Reading passage:
*****
Three incisions were made, as represented in Figures 1a and 1b. First, an incision was made from a point about 2 cm lateral and 1 cm superior to the ASIS. This incision extended from the area around the ASIS to the pubic tubercle in undissected cadavers. The incision allowed for the exposure of the inguinal ligament. This was important for identifying the LFCN as it becomes visible inferior to the inguinal ligament. Secondly, an imaginary line was drawn from a point 2 cm lateral to the ASIS along the skin overlying the TFL muscle, to the lateral condyle of the femur. A second incision was then made along this line.

The last incision was made from the lateral condyle to the medial condyle of the femur, with the intention of fully exposing the quadriceps femoris muscle and studying the distribution of the branches of LFCN. It is important for the orthopaedic surgeon to be aware of these branches, their course and variations in their branching, as injury to the LFCN branches may cause thigh numbness post surgery.4,19,20 The LFCN exits the pelvis and then sends branches medially across the sartorius muscle, 2 to 3 cm distal to the ASIS.21 For the purpose of this study, it is necessary to identify the inguinal ligament, as the LFCN passes deep to the inguinal ligament before it can be identified over the sartorius muscle (Figure 1b).

The skin overlying the ASIS and part of the iliac crest, TFL muscle and the LFCN were carefully dissected and reflected medially, to expose the subcutaneous fat and superficial vessels. It was noted that if the orthopaedic surgeon accessed the anterior capsule of the hip joint in the manner described in current literature,2,18 no other major vessels (such as the ascending branch of the LCFA) would be injured as these are clearly visible and can easily be avoided. Any variations of the normal regional anatomy were also noted.

The subcutaneous fat was removed until the thin, translucent fascia overlying the TFL muscle was exposed. The fascia was then teased out using a finger to isolate the TFL laterally, slipping into the interval between the superior femoral neck and the abductors.2 The TFL muscle was identified and split along its anterior margin to expose the LFCN and trace it back to its relation to ASIS and the inguinal ligament.

The nerve, along with its branches, was identified in its course as it passes behind the inguinal ligament and becomes visible medial to the ASIS. The branches were followed and dissected out before the fascia was cleaned, so as not to damage the LFCN before exposing the underlying muscles. The course and number of branches were noted as they remain an area of concern for injury during hip arthro-plasty.

The subcutaneous fat was then dissected more medially until the translucent fascia overlying the sartorius muscle and the quadriceps femoris muscle was clearly visible. The fascia was then dissected and the sartorius muscle and the quadriceps femoris muscle separated by blunt dissection to expose the LCFA (I). The sartorius muscle (J) was transected (Figure 2a). This allowed better access to the anterior capsule of the hip joint and the LCFA. The rectus femoris muscle (K) was transected and its straight head elevated from the underlying capsule by blunt or sharp dissection.
*****
Information given:

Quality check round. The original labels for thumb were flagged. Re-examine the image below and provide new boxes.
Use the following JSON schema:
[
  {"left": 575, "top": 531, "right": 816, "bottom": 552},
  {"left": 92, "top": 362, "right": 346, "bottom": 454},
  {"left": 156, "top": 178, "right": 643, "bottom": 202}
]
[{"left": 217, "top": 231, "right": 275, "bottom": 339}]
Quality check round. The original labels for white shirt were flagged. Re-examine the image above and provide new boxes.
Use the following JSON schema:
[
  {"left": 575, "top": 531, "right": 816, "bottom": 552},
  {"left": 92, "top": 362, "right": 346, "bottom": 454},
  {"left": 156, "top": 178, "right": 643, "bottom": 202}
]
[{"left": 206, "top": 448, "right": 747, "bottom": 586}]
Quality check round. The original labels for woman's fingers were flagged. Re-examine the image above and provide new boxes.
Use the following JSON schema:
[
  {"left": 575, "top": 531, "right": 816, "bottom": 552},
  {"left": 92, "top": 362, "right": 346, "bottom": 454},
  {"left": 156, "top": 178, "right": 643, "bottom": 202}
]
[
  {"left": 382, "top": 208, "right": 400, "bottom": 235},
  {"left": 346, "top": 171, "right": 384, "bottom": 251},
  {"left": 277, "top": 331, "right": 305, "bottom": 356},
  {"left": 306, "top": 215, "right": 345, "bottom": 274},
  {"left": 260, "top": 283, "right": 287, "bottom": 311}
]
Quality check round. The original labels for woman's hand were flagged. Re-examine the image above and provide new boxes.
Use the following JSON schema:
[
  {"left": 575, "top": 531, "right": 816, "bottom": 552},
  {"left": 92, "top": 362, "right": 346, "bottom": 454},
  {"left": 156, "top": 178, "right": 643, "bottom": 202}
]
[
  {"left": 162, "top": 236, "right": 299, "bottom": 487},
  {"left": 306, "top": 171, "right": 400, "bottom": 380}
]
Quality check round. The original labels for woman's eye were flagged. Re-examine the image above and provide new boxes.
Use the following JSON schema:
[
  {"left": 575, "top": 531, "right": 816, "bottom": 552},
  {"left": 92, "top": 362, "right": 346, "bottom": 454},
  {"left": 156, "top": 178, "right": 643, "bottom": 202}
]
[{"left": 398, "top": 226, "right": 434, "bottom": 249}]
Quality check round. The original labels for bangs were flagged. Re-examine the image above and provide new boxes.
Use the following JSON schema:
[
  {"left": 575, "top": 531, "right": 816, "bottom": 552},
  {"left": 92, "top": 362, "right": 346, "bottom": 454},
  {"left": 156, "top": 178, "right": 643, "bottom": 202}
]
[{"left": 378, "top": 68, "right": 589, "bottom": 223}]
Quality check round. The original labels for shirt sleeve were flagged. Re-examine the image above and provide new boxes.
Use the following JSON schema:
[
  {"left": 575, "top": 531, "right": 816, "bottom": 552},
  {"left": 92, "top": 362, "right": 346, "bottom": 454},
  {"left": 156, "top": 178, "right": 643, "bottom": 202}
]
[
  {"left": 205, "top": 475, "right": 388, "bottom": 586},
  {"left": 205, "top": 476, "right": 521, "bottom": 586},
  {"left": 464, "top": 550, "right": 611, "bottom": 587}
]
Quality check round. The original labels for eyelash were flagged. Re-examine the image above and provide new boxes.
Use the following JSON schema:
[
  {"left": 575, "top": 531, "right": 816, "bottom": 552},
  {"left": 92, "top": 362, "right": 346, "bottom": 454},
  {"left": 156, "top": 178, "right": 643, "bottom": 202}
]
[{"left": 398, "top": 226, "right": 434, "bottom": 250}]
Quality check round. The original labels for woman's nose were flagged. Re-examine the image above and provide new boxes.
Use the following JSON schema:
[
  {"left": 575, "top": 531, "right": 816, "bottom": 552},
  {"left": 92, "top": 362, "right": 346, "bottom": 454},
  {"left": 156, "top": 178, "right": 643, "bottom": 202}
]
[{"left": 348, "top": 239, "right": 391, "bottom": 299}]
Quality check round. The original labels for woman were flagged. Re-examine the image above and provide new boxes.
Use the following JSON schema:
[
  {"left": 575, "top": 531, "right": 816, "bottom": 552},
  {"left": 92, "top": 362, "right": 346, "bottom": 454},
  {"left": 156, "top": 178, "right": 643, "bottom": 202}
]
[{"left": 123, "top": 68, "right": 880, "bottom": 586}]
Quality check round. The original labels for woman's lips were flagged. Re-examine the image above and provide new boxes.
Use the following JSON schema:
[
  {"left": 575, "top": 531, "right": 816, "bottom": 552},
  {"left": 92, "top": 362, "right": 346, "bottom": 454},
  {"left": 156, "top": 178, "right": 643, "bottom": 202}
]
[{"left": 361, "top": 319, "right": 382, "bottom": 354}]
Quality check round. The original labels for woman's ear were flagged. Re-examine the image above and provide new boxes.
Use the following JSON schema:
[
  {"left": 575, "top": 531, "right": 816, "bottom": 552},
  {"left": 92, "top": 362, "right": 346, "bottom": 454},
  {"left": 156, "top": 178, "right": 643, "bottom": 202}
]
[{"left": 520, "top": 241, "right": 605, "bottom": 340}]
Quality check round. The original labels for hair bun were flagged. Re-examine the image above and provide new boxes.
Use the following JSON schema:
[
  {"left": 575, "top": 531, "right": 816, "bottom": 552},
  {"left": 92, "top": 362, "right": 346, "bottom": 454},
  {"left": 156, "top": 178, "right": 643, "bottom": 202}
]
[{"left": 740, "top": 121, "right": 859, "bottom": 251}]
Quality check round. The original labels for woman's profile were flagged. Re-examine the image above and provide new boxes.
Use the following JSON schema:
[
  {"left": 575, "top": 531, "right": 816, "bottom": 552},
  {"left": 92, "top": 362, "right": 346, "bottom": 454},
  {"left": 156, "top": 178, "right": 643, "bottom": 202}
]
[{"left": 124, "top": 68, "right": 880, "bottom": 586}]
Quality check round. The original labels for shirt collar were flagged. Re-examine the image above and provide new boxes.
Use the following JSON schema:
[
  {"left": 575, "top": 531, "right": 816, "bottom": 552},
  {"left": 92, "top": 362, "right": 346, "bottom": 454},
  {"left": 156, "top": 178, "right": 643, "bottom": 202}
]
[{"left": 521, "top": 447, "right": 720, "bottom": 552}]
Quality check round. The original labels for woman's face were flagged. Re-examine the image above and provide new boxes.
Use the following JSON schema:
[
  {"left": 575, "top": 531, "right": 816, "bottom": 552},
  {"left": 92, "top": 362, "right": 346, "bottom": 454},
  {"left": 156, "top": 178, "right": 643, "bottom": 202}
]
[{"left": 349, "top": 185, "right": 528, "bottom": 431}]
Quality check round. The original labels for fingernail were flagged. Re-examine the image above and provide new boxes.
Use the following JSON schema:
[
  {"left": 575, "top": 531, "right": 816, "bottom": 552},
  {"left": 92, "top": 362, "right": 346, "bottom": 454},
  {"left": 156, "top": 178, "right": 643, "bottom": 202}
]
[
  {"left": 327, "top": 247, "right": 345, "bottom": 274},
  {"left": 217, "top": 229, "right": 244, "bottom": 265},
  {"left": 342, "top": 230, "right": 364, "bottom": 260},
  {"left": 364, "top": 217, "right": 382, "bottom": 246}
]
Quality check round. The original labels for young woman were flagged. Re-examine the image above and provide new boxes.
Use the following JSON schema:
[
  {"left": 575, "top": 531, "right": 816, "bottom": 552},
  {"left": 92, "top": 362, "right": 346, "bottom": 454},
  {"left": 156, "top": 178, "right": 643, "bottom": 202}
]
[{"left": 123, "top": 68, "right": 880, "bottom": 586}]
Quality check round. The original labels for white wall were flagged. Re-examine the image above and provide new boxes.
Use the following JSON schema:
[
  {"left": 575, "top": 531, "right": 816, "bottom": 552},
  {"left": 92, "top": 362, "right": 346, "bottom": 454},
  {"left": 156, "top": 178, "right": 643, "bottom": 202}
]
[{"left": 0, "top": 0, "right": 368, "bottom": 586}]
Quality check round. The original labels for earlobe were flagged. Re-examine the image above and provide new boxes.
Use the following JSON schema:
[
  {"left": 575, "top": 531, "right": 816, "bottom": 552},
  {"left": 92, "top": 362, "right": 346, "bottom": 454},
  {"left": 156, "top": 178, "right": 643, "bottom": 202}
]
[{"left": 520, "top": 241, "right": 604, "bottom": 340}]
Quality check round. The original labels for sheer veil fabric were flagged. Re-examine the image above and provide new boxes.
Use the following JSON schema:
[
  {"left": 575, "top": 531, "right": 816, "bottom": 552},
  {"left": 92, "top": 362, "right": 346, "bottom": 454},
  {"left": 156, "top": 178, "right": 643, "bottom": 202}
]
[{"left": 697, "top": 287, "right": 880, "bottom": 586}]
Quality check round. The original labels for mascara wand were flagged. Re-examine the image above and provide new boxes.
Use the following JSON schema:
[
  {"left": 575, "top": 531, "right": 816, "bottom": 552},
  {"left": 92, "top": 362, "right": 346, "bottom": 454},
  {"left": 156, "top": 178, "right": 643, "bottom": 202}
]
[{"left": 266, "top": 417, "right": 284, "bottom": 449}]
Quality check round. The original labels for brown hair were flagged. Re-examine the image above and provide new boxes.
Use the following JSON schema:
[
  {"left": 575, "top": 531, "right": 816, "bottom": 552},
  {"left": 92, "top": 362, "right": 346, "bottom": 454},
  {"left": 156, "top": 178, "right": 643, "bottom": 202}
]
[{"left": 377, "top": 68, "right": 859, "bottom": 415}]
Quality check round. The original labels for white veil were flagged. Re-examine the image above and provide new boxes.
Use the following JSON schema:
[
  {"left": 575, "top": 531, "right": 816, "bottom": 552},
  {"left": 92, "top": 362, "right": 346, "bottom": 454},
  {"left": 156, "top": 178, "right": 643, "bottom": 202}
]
*****
Exercise objective: In the dissection text above, reproduce the stretch from "The subcutaneous fat was removed" through "during hip arthro-plasty." word for word.

Response to the exercise:
The subcutaneous fat was removed until the thin, translucent fascia overlying the TFL muscle was exposed. The fascia was then teased out using a finger to isolate the TFL laterally, slipping into the interval between the superior femoral neck and the abductors.2 The TFL muscle was identified and split along its anterior margin to expose the LFCN and trace it back to its relation to ASIS and the inguinal ligament.

The nerve, along with its branches, was identified in its course as it passes behind the inguinal ligament and becomes visible medial to the ASIS. The branches were followed and dissected out before the fascia was cleaned, so as not to damage the LFCN before exposing the underlying muscles. The course and number of branches were noted as they remain an area of concern for injury during hip arthro-plasty.